Писемский вошел в просторном летнем платье, но без галстука. Расспрашивая Куликова о его семейных делах, он отстранил рукой налитый ему стакан чаю и, налив большую рюмку водки, выпил ее залпом, ничем не закусив. Через несколько минут он повторил то же самое и угрюмо замолчал, неохотно отвечая на вопросы. Через десять минут он выпил третью рюмку. Я взглянул вопросительно на бедную Екатерину Павловну. Она с печальной улыбкой в ответ мне пожала плечами и с затаенным страданием посмотрела на мужа.

– Алексей Феофилактович, – сказал я, – зачем вы это делаете? Ведь это вам вредно.

Он тяжело посмотрел на меня и снова протянул руку к графину.

– В самом деле, зачем? – присоединился ко мне Куликов. – Вспомните, как вы бывали больны в Петербурге.

Писемский молчаливо налил четвертую рюмку, «опрокинул» ее, взял маленький кусочек хлеба и, помолчав, вдруг оживленным и вместе жалобным голосом, с очевидным волнением, сказал, обращаясь к моему приятелю: «Понимаешь ты, я без этого не засну! Не могу я спать без этого. Они – вот те, о ком я вам читал, не дают мне спать. Стоят вокруг меня и предо мной всю ночь и смотрят на меня, и живут и не дают мне заснуть! И не могу я без этого, понимаешь?» Он тряхнул косматой головой, как бы стараясь освободиться от созданных его творчеством образов... и потянулся к пятой рюмке».

Настоящая жена настоящего писателя, что еще сказать? Хотя сказать можно многое. Например, о Писемском-актере. В отличие от многих поэтов и прозаиков, которые исполняют на публике свои произведения, мягко говоря, неважно, у Писемского был талант актера и чтеца-декламатора. Театром заболел в гимназии. Первый увиденный спектакль стал потрясением. Годы спустя в своем во многом автобиографическом романе «Люди сороковых годов» Алексей Феофилактович передал собственные тогдашние ощущения персонажу: «Павел был как бы в тумане: весь этот театр, со всей обстановкой, и все испытанные там удовольствия показались ему какими-то необыкновенными, не воздушными, не на земле (а как и было на самом деле, под землею) существующими – каким-то пиром гномов, одуряющим, не дающим свободно дышать, но тем не менее очаровательным и обольстительным!» Юный Алексей участвовал во всех гимназических спектаклях и имел успех. В университете «роман с театром» продолжился. Писемский был театральным завсегдатаем и сам продолжал играть уже в студенческих спектаклях. Незадолго до окончания университета он сыграл в гоголевской «Женитьбе» Подколесина, и, как утверждали очевидцы, роль получилась у него куда лучше, чем у самого Михаила Щепкина, выступавшего на императорской сцене…

Или вспомнить о Писемском-редакторе: одно время он возглавлял журнал «Библиотека для чтения», заведовал литературным и театральным отделами в журнале «Искусства». А ведь именно редакторы испортили ему литературный дебют: так искромсали рассказ «Нина», что сам Писемский предпочитал о нем не вспоминать и не включал в свои издания.

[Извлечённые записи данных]

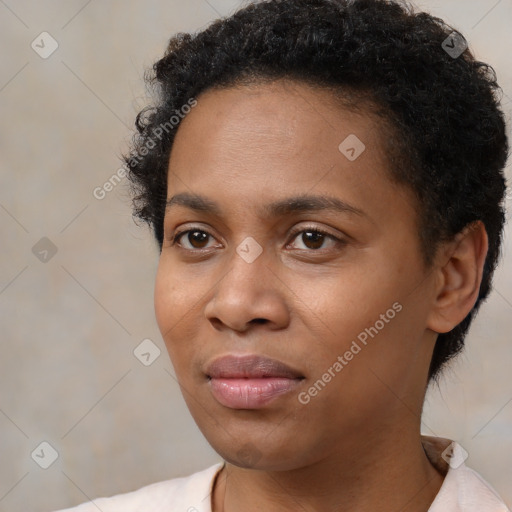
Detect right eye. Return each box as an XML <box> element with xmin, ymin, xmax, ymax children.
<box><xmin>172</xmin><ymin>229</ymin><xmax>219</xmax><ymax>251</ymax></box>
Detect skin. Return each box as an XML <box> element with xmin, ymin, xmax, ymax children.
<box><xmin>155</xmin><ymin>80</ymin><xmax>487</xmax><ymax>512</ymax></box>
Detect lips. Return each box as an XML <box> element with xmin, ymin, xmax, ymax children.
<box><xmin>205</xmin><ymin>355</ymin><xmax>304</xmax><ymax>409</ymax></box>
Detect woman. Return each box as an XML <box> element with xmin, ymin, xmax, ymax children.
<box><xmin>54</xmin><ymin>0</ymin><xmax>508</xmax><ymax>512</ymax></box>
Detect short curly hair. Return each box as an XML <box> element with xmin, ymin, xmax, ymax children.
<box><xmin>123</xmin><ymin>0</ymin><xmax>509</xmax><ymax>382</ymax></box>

• [ЗАДАНИЯ К УПРАЖНЕНИЮ]
1. Какую роль, согласно отрывку, Писемский сыграл в гоголевской «Женитьбе» незадолго до окончания университета?
2. Соберите все строки записей, содержащие слово «Return», с учетом регистра.

• [РЕШЕНИЯ ПО ЗАДАНИЯМ]
1. Роль Подколесина.

2.
Detect right eye. Return each box as an XML <box> element with xmin, ymin, xmax, ymax children.
Detect skin. Return each box as an XML <box> element with xmin, ymin, xmax, ymax children.
Detect lips. Return each box as an XML <box> element with xmin, ymin, xmax, ymax children.
Detect woman. Return each box as an XML <box> element with xmin, ymin, xmax, ymax children.
Detect short curly hair. Return each box as an XML <box> element with xmin, ymin, xmax, ymax children.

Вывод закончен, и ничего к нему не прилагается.